[Stored dataset items]
++++++++++

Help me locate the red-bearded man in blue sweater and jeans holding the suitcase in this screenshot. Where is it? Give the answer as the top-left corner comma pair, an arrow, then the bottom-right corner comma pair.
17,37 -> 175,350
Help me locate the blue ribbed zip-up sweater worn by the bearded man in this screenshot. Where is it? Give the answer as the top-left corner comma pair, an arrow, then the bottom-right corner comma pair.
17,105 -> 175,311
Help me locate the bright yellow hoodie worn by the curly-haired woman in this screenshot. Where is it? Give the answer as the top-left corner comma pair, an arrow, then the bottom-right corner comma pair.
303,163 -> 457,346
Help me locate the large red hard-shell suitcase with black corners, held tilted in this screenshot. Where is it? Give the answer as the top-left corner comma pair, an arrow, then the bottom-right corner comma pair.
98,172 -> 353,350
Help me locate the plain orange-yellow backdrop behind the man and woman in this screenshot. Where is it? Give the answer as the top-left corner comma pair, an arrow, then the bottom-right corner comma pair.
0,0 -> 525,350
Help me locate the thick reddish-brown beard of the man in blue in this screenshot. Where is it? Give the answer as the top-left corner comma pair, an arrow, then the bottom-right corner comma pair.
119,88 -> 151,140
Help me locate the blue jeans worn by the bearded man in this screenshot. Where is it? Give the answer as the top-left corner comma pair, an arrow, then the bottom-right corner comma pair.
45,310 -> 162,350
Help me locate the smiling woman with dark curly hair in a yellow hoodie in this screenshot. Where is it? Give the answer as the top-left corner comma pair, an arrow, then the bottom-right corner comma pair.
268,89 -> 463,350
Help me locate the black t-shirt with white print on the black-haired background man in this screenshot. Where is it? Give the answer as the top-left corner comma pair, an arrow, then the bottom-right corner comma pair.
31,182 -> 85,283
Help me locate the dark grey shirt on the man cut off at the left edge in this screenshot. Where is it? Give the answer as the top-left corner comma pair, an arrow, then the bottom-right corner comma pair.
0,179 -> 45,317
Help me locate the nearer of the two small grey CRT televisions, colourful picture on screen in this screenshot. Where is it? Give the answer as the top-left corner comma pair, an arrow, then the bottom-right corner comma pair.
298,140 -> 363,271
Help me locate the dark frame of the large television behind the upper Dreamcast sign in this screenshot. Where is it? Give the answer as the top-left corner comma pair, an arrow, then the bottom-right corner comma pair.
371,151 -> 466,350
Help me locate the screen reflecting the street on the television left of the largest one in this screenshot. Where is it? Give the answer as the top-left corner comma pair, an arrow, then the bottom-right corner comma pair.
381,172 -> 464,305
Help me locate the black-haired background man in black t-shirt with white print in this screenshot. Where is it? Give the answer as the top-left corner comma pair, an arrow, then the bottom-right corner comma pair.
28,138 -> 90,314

++++++++++

**Task directions**. Nothing may be omitted. Restate all of the entries exactly.

**Response to this exercise**.
Help me locate the red-bearded man in blue sweater and jeans holding the suitcase in this screenshot. Where is it? Give the answer as the top-left corner comma pair, an arrow, then the bottom-right corner comma pair.
17,37 -> 175,350
Help me locate the blue ribbed zip-up sweater worn by the bearded man in this screenshot. Where is it? Give the answer as the top-left corner comma pair, an arrow, then the bottom-right corner comma pair.
17,105 -> 175,311
Help me locate the bright yellow hoodie worn by the curly-haired woman in this screenshot. Where is it? Give the answer as the top-left corner comma pair, an arrow, then the bottom-right corner comma pair.
303,163 -> 457,346
Help me locate the large red hard-shell suitcase with black corners, held tilted in this screenshot. Where is it? Give the answer as the top-left corner comma pair, an arrow, then the bottom-right corner comma pair.
98,172 -> 353,350
Help me locate the plain orange-yellow backdrop behind the man and woman in this screenshot. Where is it? Give the answer as the top-left corner comma pair, an arrow, then the bottom-right corner comma pair.
0,0 -> 525,350
Help me locate the thick reddish-brown beard of the man in blue in this screenshot. Where is it? Give the answer as the top-left corner comma pair, an arrow, then the bottom-right corner comma pair.
119,88 -> 151,140
Help me locate the blue jeans worn by the bearded man in this screenshot. Where is it? Give the answer as the top-left corner comma pair, an arrow, then the bottom-right corner comma pair.
45,310 -> 162,350
Help me locate the smiling woman with dark curly hair in a yellow hoodie in this screenshot. Where is it? Give the answer as the top-left corner comma pair, an arrow, then the bottom-right corner comma pair.
268,89 -> 463,350
Help me locate the black t-shirt with white print on the black-haired background man in this screenshot. Where is it? Give the answer as the top-left corner comma pair, an arrow, then the bottom-right corner comma pair.
31,182 -> 85,283
Help me locate the dark grey shirt on the man cut off at the left edge in this screenshot. Where is it? Give the answer as the top-left corner comma pair, an arrow, then the bottom-right corner comma pair.
0,179 -> 45,317
Help me locate the nearer of the two small grey CRT televisions, colourful picture on screen in this screenshot. Where is it? Give the answer as the top-left corner comma pair, an arrow, then the bottom-right corner comma pair.
298,140 -> 363,271
Help me locate the dark frame of the large television behind the upper Dreamcast sign in this screenshot. Where is it? Give the answer as the top-left corner comma pair, an arrow, then the bottom-right corner comma pair.
371,151 -> 466,350
Help me locate the screen reflecting the street on the television left of the largest one in this screenshot. Where is it? Give the answer as the top-left corner comma pair, an arrow, then the bottom-right corner comma pair.
381,172 -> 464,305
Help me locate the black-haired background man in black t-shirt with white print in this screenshot. Where is it? Give the answer as the top-left corner comma pair, an arrow, then the bottom-right corner comma pair.
28,138 -> 90,314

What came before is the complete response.